The answer is to be an exact copy of the lines below running from the line with "Where can the jersey number" down to the line with "Where can the baseball", both ends included, and nothing more.

**Given records:**
Content starts
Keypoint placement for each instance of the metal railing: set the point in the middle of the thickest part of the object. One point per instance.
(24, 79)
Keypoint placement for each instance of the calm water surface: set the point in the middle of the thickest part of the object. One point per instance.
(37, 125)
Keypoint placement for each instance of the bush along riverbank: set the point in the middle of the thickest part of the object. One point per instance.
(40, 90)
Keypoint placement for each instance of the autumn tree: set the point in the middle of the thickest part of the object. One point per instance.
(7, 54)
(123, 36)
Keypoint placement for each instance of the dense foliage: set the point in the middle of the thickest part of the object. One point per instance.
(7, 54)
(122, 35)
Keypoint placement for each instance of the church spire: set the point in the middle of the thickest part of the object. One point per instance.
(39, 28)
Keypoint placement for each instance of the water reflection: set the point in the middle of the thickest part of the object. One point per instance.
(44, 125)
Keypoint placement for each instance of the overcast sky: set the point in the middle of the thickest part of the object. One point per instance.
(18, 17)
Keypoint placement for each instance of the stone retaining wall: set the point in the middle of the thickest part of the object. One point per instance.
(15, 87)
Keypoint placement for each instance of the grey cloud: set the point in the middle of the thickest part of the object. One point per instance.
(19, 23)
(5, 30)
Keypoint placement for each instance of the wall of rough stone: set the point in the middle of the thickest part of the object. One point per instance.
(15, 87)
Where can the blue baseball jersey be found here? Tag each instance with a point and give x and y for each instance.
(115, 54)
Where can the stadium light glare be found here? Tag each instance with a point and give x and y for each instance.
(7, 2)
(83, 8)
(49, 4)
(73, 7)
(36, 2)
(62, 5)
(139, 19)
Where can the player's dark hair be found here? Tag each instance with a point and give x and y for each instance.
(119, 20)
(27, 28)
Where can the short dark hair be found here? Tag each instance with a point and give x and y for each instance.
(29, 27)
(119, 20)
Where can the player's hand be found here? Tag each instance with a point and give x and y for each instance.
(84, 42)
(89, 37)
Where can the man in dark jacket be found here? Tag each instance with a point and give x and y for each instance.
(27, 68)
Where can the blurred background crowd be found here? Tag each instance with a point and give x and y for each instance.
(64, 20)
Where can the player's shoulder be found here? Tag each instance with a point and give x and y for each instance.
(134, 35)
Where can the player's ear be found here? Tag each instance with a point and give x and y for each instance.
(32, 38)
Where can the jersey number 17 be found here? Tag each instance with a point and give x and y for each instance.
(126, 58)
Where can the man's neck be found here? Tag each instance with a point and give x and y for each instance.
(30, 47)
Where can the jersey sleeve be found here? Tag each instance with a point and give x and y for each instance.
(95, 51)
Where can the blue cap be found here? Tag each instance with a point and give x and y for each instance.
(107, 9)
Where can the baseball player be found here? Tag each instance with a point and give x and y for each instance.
Content ends
Content starts
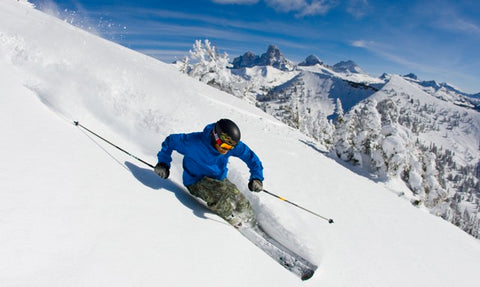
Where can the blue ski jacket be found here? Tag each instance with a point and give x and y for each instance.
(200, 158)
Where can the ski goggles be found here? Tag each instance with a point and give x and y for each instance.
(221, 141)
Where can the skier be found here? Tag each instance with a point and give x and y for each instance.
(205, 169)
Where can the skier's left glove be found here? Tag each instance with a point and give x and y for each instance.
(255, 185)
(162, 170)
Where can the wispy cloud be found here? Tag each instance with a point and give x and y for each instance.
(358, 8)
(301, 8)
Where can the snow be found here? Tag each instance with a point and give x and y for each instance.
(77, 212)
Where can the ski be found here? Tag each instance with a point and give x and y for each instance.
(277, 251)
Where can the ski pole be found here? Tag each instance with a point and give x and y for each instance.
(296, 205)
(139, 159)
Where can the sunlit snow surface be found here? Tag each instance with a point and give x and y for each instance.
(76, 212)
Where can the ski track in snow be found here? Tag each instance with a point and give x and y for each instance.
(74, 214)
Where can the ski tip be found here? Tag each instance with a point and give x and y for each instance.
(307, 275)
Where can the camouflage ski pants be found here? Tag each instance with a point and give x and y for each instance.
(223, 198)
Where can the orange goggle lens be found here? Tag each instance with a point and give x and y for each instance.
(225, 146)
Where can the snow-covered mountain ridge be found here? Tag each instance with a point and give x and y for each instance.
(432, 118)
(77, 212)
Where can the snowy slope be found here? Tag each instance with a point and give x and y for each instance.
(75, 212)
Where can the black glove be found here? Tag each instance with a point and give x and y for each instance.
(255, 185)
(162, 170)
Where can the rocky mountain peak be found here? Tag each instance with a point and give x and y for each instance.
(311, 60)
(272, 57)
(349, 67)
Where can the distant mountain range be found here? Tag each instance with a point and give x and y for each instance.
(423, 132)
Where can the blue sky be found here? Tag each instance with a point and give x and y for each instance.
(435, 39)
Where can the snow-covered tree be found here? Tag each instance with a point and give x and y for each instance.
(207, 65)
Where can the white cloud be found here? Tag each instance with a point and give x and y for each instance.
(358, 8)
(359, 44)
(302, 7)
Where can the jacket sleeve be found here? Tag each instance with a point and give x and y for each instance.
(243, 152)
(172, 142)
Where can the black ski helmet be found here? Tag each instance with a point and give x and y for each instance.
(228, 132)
Content ends
Content starts
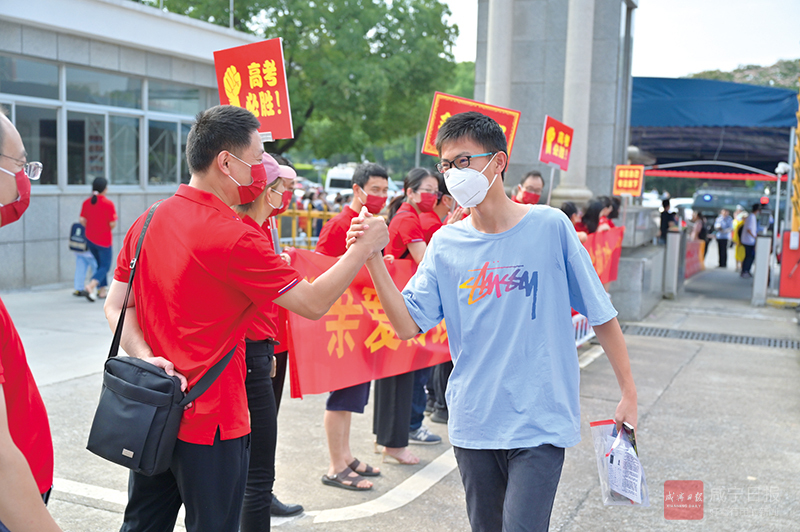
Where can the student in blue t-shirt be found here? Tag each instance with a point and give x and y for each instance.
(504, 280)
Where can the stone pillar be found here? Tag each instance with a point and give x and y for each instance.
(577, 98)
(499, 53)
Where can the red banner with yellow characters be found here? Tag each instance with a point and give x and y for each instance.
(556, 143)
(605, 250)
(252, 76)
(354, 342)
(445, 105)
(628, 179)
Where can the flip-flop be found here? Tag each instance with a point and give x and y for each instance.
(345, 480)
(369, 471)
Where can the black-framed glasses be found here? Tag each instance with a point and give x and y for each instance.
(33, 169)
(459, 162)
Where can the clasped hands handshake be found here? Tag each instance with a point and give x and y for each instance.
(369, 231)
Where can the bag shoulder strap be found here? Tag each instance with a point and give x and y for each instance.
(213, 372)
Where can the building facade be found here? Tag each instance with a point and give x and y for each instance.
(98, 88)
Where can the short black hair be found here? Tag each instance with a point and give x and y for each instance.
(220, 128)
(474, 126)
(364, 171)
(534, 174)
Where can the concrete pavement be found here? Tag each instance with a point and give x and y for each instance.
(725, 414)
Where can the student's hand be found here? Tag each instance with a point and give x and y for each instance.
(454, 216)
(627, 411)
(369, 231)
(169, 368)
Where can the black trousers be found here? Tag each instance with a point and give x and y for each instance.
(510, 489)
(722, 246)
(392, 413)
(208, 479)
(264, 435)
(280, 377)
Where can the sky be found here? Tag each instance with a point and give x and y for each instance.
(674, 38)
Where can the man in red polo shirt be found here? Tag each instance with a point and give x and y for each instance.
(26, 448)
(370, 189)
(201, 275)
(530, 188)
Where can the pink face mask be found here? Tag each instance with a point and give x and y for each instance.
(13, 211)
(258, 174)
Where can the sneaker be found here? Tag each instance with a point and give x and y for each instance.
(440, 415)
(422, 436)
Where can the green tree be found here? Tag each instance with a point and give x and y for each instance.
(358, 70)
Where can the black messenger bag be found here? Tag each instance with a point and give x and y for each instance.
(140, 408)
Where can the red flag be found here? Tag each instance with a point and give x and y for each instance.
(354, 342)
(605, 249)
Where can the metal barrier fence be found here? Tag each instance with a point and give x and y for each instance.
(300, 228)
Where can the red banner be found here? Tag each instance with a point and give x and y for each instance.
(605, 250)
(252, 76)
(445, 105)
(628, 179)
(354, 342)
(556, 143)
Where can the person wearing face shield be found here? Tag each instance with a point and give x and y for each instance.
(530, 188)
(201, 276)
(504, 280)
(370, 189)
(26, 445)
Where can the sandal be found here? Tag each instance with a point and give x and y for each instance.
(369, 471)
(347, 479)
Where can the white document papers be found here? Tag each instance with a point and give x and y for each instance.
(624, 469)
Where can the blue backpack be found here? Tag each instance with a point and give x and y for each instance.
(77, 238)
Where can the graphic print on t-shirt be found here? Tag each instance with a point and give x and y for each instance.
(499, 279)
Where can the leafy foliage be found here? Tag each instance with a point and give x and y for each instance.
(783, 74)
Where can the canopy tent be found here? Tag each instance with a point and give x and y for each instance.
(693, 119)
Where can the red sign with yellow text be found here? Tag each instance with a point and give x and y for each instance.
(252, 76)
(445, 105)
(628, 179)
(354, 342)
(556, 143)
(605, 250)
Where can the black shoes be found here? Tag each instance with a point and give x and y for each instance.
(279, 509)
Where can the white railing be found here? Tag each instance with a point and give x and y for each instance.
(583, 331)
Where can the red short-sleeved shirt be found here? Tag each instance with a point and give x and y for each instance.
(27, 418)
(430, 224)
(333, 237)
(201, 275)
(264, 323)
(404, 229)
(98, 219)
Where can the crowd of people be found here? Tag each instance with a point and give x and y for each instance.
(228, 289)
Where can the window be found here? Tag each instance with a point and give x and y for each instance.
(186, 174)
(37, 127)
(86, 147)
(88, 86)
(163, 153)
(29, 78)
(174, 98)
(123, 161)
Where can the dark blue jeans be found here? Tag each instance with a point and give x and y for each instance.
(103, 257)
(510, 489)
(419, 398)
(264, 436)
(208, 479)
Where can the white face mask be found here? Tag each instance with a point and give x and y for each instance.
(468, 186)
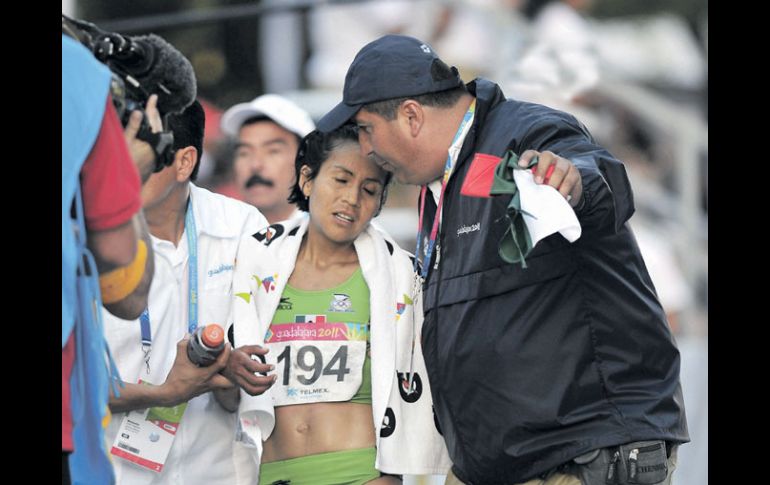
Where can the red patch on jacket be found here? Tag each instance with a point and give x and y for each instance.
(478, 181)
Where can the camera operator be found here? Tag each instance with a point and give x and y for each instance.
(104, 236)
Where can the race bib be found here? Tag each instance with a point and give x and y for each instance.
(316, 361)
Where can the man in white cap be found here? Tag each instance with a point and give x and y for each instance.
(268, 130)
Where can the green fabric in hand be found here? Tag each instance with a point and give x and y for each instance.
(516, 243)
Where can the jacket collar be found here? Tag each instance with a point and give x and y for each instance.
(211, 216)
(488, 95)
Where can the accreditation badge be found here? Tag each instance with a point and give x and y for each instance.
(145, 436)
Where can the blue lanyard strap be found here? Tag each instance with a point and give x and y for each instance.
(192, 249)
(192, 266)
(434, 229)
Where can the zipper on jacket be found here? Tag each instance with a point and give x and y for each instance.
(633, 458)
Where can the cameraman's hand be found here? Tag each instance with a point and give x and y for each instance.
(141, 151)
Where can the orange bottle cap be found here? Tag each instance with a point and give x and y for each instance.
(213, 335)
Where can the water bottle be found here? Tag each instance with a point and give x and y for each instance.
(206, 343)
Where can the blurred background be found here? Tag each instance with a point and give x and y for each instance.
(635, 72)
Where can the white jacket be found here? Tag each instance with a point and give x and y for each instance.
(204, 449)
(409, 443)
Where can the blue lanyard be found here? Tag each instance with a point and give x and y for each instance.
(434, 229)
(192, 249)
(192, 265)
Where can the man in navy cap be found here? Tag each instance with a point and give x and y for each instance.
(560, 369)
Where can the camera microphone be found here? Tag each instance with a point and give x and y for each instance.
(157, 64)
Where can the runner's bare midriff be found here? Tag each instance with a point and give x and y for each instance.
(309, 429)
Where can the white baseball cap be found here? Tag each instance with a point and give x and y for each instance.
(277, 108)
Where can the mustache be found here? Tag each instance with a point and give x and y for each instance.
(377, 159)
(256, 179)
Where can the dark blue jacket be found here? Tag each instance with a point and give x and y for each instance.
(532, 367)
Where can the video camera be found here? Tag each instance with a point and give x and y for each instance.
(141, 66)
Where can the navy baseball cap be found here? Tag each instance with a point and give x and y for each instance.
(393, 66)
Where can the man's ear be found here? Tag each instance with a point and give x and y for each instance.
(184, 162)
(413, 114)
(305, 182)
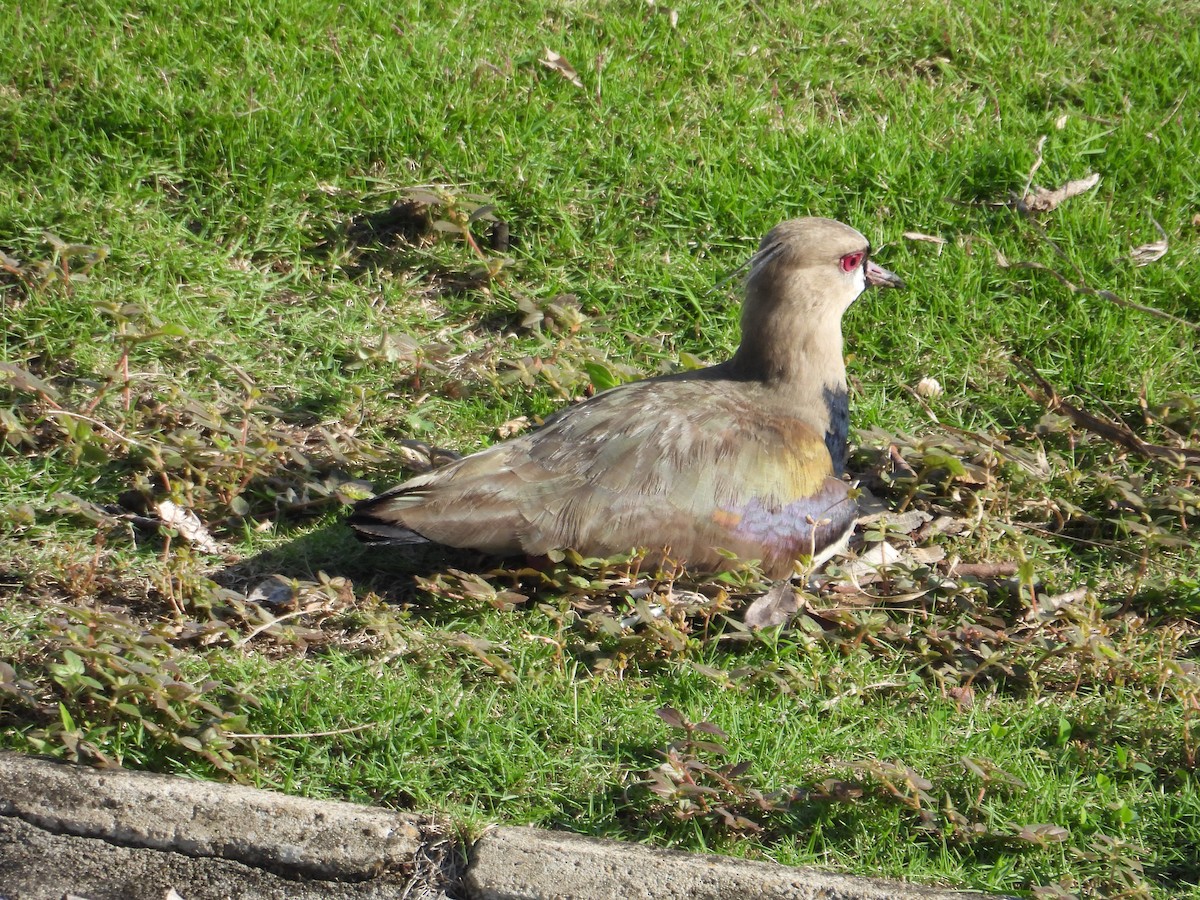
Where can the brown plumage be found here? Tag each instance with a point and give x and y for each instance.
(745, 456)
Content ends
**Reply to the task:**
Where can the jersey number 17 be found here? Tag each instance with a point and give x and y for each instance.
(126, 58)
Where can the man's neck be found here? Tag each instance with a point and give x and y for each instance.
(30, 47)
Where can the jersey sleeve be found here? Tag each instance with a point and give x and y for each instance.
(95, 51)
Where can the blue cap be found here? Tag each instance with a point and give x and y for each instance.
(107, 9)
Where can the baseball player be found here? Tag each instance with a point and give x and y for each instance.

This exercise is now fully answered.